I have discussed Darwin's defense of uniformitarian extrapolation in detail because his argument, in this case, proved so successful in directing more than a century of research away from any consideration of truly catastrophic mass extinction, and towards a virtually unchallenged effort to spread the deaths over sufficient time to warrant an ordinary gradualistic explanation in conventional Darwinian terms, with any environmentally triggered acceleration of rate only serving to intensify the effects of ordinary competition, species by species. I can't think of any other prominent subject in paleontology where uniformitarian presuppositions clamped such a tight and efficient lid upon any consideration of empirically legitimate and conceptually plausible catastrophic scenarios. Merely to suggest such a thing (as even so prominent a scientist as Schindewolf, 1963, discovered) was to commit an almost risible apostasy.
In particular, these uniformitarian assumptions about the extended duration of apparent mass extinctions led geologists and paleontologists to favor earth-based rather than cosmic physical inputs (for most plausible extraterrestrial causes work with greater speed and intensity), and to focus upon telluric influences (like changing climates and sea levels) that could most easily be rendered as gradualistic in style. So strongly entrenched did this prejudice remain, even spilling over into popular culture as well, that a few years after Alvarez et al. (1980) published their plausible, and by then increasingly well affirmed, scenario of extraterrestrial impact as a catastrophic trigger for the Cretaceous-Tertiary event, the New York Times even ridiculed the idea in their editorial pages, proclaiming (April 2, 1985) that “terrestrial events, like volcanic activity or changes in climate or sea level, are the most immediate possible causes of mass extinctions. Astronomers should leave to astrologers the task of seeking the cause of earthly events in the stars.”* [Page 1304]
Thus, for example, when Gilluly (1949) published one of the most famous and influential geological papers of the mid-twentieth century, arguing that one popular physical theory for mass extinction — episodes of orogeny, or mountain building — could not be construed as either global in effect or simultaneous in occurrence on all continents, but should rather be interpreted as sequences of more limited local events liberally spread out in time, he ended his paper with a stirring manifesto: “Long live Charles Lyell and his doctrine of uniformitarianism!” And, if I may cite an embarrassing incident from my own graduate career, when my mentor Norman Newell decided to invest considerable effort in compiling data from faunal lists in the world's paleontological literature to see if the maligned and effectively abandoned theme of mass extinction held any validity, I thought that the old man had taken leave of his good scientific sense in wasting so much time on a truly settled issue. For didn't we all know that the extinctions really spanned considerable intervals of time, and that any blip detected from faunal lists could only be recording an artifact of longer periods artificially compressed into simultaneity by imperfections of the fossil record?

SUPPLIED INFORMATION –
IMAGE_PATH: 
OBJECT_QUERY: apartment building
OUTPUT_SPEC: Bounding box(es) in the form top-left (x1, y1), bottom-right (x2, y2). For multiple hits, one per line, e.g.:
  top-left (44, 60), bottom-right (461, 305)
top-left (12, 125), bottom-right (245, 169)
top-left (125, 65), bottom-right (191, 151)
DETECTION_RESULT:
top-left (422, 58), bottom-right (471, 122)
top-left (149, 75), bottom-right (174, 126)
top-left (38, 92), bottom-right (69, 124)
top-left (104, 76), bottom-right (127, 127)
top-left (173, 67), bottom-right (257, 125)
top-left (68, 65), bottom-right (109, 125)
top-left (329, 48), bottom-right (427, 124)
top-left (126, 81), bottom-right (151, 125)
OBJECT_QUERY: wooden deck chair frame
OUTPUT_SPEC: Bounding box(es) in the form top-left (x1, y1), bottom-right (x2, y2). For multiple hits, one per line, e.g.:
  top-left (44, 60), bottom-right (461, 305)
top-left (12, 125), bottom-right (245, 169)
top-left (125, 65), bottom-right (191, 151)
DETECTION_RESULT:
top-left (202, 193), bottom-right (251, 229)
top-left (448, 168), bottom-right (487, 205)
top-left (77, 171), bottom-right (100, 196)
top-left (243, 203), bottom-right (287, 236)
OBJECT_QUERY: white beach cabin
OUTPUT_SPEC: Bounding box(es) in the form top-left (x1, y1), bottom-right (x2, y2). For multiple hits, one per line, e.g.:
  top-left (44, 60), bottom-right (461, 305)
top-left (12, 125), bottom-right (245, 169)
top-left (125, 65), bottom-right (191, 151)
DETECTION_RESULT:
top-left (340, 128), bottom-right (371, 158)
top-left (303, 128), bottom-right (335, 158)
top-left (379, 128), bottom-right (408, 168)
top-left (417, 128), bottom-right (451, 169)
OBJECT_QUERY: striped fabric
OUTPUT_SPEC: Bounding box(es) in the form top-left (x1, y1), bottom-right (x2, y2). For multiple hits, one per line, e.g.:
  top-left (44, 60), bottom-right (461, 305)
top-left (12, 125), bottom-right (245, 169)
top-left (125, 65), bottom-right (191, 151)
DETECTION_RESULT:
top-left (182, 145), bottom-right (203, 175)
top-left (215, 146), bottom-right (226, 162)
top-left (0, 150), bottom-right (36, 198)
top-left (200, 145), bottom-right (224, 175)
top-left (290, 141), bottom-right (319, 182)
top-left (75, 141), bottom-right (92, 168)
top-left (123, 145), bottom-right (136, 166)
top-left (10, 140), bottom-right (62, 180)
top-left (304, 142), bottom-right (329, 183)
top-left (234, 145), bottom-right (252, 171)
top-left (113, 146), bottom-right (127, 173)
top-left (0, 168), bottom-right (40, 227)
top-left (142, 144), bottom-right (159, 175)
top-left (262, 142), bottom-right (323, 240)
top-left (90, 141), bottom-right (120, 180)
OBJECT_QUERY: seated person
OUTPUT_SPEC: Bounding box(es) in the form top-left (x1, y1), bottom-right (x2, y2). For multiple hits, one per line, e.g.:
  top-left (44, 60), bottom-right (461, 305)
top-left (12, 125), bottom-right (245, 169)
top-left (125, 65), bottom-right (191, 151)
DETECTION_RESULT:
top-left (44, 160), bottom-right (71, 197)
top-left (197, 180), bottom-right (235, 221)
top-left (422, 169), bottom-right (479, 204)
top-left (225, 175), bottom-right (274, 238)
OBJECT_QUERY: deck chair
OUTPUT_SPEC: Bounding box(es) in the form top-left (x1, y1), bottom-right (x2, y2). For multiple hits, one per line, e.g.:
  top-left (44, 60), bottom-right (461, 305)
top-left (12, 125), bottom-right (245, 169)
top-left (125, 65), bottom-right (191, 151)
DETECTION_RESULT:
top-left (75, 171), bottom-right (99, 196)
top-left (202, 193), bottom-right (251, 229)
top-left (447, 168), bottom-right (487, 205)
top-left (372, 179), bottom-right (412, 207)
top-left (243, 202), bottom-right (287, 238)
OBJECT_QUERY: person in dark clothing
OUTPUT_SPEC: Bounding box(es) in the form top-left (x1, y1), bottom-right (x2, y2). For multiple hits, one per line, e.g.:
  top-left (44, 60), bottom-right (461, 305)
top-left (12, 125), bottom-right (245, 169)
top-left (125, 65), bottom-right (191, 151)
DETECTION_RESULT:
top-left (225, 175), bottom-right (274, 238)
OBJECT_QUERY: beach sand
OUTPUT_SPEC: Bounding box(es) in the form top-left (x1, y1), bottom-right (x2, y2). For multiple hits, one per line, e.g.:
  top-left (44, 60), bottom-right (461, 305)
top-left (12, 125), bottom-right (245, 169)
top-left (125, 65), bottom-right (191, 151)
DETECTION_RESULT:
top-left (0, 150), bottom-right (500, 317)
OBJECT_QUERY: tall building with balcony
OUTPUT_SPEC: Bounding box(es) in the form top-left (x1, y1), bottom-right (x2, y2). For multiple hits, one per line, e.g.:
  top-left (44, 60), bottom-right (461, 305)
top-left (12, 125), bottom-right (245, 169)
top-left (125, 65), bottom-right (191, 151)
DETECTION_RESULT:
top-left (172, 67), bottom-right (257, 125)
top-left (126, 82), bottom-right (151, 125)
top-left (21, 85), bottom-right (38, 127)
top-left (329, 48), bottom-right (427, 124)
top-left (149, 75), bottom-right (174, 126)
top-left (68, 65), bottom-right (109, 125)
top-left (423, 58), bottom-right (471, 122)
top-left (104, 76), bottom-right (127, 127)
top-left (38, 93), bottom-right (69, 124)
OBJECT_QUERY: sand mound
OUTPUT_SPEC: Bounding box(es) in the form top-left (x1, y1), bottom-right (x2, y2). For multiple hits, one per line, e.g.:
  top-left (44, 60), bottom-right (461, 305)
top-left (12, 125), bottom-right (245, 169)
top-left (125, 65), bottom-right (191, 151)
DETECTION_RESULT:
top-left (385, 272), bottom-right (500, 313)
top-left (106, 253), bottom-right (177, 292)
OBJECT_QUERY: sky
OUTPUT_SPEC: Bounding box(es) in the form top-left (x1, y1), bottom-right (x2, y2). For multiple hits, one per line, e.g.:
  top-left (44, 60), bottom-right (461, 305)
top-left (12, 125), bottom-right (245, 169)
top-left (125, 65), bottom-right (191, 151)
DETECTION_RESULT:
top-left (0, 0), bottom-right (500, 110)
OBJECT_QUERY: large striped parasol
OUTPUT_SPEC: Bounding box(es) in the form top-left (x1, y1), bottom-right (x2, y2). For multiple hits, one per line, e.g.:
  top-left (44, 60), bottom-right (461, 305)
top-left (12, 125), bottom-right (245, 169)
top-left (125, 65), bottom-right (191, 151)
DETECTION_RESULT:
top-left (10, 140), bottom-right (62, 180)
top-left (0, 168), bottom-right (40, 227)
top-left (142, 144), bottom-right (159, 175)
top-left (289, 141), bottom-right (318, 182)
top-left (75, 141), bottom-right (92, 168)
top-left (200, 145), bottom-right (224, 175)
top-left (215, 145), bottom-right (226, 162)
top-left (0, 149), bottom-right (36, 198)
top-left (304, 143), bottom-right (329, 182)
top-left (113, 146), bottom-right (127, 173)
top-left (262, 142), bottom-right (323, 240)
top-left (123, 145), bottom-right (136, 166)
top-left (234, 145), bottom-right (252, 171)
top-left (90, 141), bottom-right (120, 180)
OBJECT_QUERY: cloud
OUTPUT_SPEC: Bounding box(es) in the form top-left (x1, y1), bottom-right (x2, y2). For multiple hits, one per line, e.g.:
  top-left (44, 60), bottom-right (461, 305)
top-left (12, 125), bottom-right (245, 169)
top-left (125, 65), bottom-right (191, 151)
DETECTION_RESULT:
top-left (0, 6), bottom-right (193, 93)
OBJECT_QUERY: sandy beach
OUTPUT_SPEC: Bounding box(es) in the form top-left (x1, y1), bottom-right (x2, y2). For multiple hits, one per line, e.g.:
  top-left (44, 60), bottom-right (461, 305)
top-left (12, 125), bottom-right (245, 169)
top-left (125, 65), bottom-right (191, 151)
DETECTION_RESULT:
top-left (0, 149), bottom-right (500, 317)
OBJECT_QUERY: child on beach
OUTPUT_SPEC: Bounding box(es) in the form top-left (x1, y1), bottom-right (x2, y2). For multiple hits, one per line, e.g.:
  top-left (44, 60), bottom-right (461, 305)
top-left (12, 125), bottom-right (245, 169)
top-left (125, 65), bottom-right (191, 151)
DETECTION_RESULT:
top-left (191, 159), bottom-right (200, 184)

OBJECTIVES –
a – In the passage on uniformitarianism and mass extinction, what words did Gilluly use to end his 1949 paper?
b – Extend the passage on uniformitarianism and mass extinction from the point where it stops.

ANSWERS FOR THE TASKS –
a – "Long live Charles Lyell and his doctrine of uniformitarianism!"

b –
Only with this understanding of the historical impact and persistence of Darwin's uniformitarian and extrapolationist view of extinction in the fossil record can we grasp the conceptual reforming power (and not merely the phenomenological fascination) of the improving case — from a wild idea rejected out of hand by nearly all paleontologists in 1980, to a firmly documented virtual fact of nature by 2000 — for the triggering of at least one mass extinction, the Cretaceous-Tertiary event, by impact of a large extraterrestrial object (see Alvarez et al., 1980, for the original proposal, and Glen, 1994, for history of science in progress in a book entitled: The Mass Extinction Debates: How Science Works in a Crisis).
Two comments on the K-T (Cretaceous-Tertiary) transition, one new and one old, may be taken as emblematic of the magnitude of both theoretical and practical reformulation. First, M. J. S. Rudwick, a prominent systematist of fossil brachiopods early in his career and the world's leading historian of geology in later years, commented to Glen with the professional skills and “feel” of both segments of his ontogeny: “It never crossed my mind that . . . the brachiopod groups I worked with expired suddenly by modern K/T boundary standards. I thought that the brachs went out suddenly, but that 'suddenly'... in 1967 meant a few million years, which was considered geologically sudden” (quoted in Glen, 1994, p. 41).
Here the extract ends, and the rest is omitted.